• Extracted information:
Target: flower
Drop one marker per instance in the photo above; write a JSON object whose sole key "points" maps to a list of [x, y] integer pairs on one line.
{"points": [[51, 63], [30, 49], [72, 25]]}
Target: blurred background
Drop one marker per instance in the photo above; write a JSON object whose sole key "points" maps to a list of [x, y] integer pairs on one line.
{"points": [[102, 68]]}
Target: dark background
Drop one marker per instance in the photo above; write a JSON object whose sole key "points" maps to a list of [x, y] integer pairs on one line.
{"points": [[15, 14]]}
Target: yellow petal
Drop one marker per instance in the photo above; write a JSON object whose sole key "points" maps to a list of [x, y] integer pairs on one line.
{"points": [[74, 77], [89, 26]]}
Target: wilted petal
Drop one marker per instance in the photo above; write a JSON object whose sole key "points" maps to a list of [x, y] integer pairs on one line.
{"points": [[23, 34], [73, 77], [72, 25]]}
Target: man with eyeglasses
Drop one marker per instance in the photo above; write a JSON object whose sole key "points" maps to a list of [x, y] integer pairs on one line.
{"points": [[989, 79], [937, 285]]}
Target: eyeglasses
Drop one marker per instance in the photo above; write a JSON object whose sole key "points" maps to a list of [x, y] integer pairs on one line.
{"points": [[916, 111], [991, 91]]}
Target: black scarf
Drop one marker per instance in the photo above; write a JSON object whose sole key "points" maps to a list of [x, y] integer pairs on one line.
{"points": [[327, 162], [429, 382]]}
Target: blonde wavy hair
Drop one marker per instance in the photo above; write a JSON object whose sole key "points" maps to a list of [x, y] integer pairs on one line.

• Short problem: Copy out all of the material again, swapping every "marker" for "pin" and leaving everything else unchanged.

• Task response:
Target: flower
Drop one pin per instance in the photo above; write a JSON object whose sole key "points" maps to a list of [x, y] integer pairs on one line.
{"points": [[51, 63], [30, 49], [72, 25]]}
Target: blurred background
Drop one pin per instance in the photo above; write a JSON object whose sole key "points" maps to a list of [x, y] integer pairs on one line.
{"points": [[102, 68]]}
Target: dark background
Drop one pin per instance in the photo above; write a JSON object whose sole key "points" maps to a list of [x, y] integer pairs on one line.
{"points": [[15, 14]]}
Target: yellow petal
Drop one pin per instance in the photo above; write a JSON object whose sole key "points" maps to a list of [x, y] integer pairs on one line.
{"points": [[74, 77], [89, 26]]}
Target: wilted petal
Drop one pin per instance in the photo above; write a JSON object whose sole key "points" maps to a list of [x, y] integer pairs on one line.
{"points": [[23, 34], [73, 77], [72, 25]]}
Target: man with eyeglasses
Drop one pin per instance in the photo above; write a JSON object whose sole key "points" maps to a list of [x, y] integer pairs on one line.
{"points": [[989, 79], [937, 285]]}
Target: eyeglasses
Drop one pin per instance in the photo above; write a JSON object whose sole key "points" maps to a list of [x, y] integer pairs on one line.
{"points": [[916, 111], [991, 91]]}
Target: black scarf
Drop one pin per instance in the photo above; write a JSON object whose sole key "points" maps to a list of [x, y] integer pairs on one line.
{"points": [[327, 162], [429, 382]]}
Target: blonde wavy hair
Drop one pin per instance in the photo above; write a JSON object whose sole key "points" maps to a list of [x, y] integer pairs on one line.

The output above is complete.